New T-Mobile SIMs haven't been able to work in 2G phones for a bit now. If you have an older SIM that's still active you can use it in a 2G phone but they don't want new customers using non-VoLTE devices on their network. They also haven't invested in expandning their 2G footprint since about 2015 when their network was significantly smaller. The 2G service will be discounted in April.
I happen to have a newly bought T-Mobile prepaid SIM card. It offers limited "high speed data" (4G, 5G, etc) and unlimited "slow speed data" (2G, 3G). Once I ran out of "high speed data", my service was supposed to fallback to 2G, but it doesn't work. I asked why via customer support and the consultant said that they know that it doesn't work, even though they're selling it. Took me 60 minutes on the phone to get to that point. I just gave up. I ended up paying 30 dollars for around 3gb of data and wasting a bunch of time. T-Mobile has been horrible in my limited experience.
You don't fall back to the actual 2g connection. You're supposed to fall back to 2g speeds aka 128kbps or 256kbps. You'll still be connected to LTE towers, just at painfully slow speeds.
There’s a hidden advantage: you use the phone a lot less when outside. It’s enough for email, chat and a slow map. Could feel both annoying and a blessing at the same time
In case it actually meant unlimited data on actual 3G, the towers are not going to force downgrade to 3G just because the data plan had ran out. You’ll have to turn off LTE from phone’s settings app.
They're much better than verizon who will just terminate your line with maybe a little bit of heads up.
We found out the hard way when they terminated our line after having a sim card in a non volte phone for about a week, and didn't get the text alert until AFTER the line was disconnected.
Even 2 years ago, I got an iPhone 5 from somewhere and found that because it didn’t support VoLTE, no carriers would support a new connection. They would support you if you were already on board for a little while.
One often unexpected consequence for tourists visiting a country that has executed a complete 2G and 3G shutdown is that they won't be able to make voice calls, even if their phone and plan supports IMS (i.e. VoLTE) when at home.

**TASK STATEMENT:**
In the T-Mobile 2G discussion, copy the passage starting with "Even 2 years" and going on through "when at home.", changing "carriers" to "providers".

**DATA PROVIDED:**
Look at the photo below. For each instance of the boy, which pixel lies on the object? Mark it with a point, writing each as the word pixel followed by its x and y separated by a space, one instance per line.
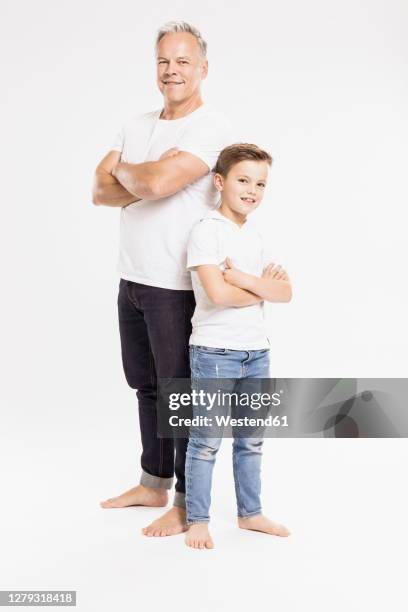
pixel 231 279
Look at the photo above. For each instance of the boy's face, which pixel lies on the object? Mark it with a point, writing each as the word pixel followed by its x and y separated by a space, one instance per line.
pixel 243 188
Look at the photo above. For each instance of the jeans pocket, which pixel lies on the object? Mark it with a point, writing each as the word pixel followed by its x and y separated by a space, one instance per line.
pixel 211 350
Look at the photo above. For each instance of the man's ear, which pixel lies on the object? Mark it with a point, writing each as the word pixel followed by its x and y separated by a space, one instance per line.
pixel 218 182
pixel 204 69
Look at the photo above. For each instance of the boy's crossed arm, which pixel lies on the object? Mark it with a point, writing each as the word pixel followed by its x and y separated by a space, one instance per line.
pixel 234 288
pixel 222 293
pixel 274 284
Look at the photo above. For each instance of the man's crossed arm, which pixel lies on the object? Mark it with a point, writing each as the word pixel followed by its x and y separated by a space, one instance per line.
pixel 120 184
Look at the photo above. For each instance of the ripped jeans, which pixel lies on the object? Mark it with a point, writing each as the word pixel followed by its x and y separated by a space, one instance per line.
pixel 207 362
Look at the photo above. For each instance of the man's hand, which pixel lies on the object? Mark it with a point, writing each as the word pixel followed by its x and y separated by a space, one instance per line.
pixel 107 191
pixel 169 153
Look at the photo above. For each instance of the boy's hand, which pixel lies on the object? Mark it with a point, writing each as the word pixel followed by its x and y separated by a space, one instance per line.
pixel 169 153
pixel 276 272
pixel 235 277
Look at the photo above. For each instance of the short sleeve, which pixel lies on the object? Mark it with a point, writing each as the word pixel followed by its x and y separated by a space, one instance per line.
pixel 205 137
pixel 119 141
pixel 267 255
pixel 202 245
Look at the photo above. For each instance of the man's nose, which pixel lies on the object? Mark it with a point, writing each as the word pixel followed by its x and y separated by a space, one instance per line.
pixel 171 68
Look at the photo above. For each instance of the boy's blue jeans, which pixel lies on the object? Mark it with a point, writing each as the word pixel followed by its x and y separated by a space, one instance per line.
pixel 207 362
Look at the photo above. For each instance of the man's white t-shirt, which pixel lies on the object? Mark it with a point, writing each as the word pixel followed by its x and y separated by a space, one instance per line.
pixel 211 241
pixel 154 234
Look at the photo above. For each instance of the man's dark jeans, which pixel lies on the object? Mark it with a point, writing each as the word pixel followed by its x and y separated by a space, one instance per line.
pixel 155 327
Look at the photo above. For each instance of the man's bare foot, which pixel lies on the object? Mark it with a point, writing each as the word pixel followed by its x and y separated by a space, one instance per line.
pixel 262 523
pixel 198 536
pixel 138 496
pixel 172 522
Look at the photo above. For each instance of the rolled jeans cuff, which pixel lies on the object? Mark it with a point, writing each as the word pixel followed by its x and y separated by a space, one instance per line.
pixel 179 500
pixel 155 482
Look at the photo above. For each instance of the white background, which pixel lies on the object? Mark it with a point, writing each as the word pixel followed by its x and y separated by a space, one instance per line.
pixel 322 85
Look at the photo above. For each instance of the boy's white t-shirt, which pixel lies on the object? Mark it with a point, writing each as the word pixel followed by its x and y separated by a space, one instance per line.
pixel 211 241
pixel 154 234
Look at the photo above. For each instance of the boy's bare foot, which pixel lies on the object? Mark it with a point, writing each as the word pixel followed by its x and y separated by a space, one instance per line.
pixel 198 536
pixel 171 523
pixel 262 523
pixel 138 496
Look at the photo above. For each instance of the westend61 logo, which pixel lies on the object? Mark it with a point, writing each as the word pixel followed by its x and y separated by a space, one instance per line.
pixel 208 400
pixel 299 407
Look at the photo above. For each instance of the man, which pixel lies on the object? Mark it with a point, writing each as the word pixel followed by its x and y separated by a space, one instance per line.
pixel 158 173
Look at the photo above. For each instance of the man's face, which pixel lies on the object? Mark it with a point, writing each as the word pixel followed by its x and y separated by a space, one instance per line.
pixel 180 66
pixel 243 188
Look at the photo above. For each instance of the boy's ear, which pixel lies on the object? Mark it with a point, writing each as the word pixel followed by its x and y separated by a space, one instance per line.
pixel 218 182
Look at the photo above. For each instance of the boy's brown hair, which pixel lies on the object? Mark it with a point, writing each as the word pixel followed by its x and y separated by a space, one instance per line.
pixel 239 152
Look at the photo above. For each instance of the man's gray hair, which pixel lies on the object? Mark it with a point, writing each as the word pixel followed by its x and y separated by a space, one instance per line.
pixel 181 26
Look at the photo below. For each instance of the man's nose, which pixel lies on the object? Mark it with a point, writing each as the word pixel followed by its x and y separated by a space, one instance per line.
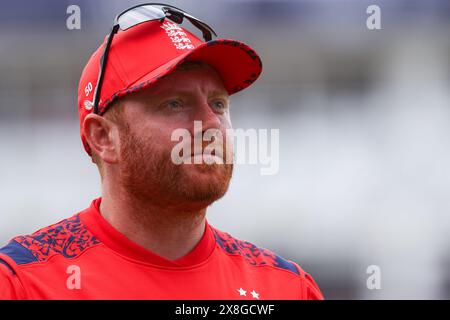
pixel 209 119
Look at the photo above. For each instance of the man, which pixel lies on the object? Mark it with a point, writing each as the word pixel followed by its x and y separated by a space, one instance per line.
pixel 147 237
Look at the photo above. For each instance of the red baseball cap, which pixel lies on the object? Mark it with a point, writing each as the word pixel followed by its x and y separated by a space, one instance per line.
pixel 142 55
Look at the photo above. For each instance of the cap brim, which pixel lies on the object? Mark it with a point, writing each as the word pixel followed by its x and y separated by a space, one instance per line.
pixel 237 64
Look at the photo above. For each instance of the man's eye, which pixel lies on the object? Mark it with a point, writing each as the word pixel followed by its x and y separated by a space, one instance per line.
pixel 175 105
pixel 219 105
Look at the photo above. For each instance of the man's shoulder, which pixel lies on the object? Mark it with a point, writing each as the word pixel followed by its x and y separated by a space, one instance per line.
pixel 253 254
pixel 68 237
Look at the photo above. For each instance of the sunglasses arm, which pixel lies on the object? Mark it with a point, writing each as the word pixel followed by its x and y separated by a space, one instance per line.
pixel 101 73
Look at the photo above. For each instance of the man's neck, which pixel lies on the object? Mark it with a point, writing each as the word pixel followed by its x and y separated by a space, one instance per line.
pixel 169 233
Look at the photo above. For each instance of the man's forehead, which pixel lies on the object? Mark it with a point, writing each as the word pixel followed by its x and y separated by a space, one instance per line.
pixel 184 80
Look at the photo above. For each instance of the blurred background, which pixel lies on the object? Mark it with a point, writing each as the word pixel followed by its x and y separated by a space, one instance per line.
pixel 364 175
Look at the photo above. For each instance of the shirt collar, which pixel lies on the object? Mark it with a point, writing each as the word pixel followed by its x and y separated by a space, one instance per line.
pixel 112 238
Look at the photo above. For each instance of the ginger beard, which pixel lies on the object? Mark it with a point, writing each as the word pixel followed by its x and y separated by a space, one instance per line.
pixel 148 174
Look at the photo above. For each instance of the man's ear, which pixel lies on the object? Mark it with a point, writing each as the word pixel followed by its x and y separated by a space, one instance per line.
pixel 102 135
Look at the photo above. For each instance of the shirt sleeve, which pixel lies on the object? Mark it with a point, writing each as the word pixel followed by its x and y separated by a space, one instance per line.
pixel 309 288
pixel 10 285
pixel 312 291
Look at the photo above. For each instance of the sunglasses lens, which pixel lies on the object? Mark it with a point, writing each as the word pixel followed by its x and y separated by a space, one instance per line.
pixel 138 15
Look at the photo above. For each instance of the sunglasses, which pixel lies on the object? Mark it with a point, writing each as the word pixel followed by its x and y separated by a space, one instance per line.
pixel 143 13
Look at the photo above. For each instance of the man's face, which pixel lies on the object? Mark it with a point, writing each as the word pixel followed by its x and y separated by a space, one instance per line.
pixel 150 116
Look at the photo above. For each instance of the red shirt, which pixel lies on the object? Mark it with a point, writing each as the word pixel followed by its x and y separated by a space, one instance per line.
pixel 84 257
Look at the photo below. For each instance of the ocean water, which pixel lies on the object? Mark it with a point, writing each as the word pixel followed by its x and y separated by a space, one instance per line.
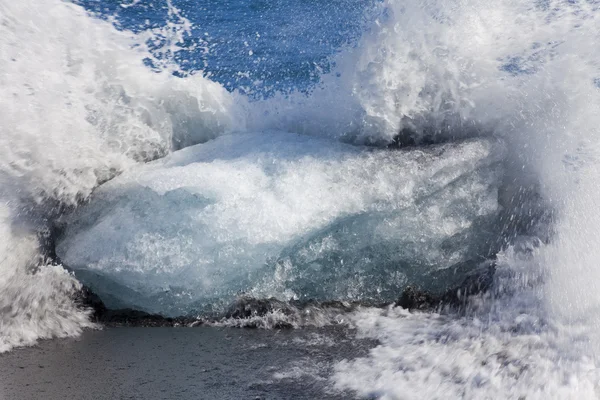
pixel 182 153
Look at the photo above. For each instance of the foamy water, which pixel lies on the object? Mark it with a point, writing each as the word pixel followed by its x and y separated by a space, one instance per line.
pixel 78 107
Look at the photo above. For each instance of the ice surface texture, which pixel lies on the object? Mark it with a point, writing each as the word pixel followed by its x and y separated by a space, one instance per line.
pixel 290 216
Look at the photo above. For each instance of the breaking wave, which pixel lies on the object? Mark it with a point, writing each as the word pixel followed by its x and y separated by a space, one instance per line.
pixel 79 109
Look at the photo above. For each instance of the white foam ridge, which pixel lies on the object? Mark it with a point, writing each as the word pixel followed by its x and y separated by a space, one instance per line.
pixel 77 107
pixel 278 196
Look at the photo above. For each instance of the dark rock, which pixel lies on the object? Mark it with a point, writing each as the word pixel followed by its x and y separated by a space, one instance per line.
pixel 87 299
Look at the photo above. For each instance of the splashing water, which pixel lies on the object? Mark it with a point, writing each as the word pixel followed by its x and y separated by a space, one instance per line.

**RESULT:**
Even 2 years ago, I got an iPhone 5 from somewhere and found that because it didn’t support VoLTE, no providers would support a new connection. They would support you if you were already on board for a little while.
One often unexpected consequence for tourists visiting a country that has executed a complete 2G and 3G shutdown is that they won't be able to make voice calls, even if their phone and plan supports IMS (i.e. VoLTE) when at home.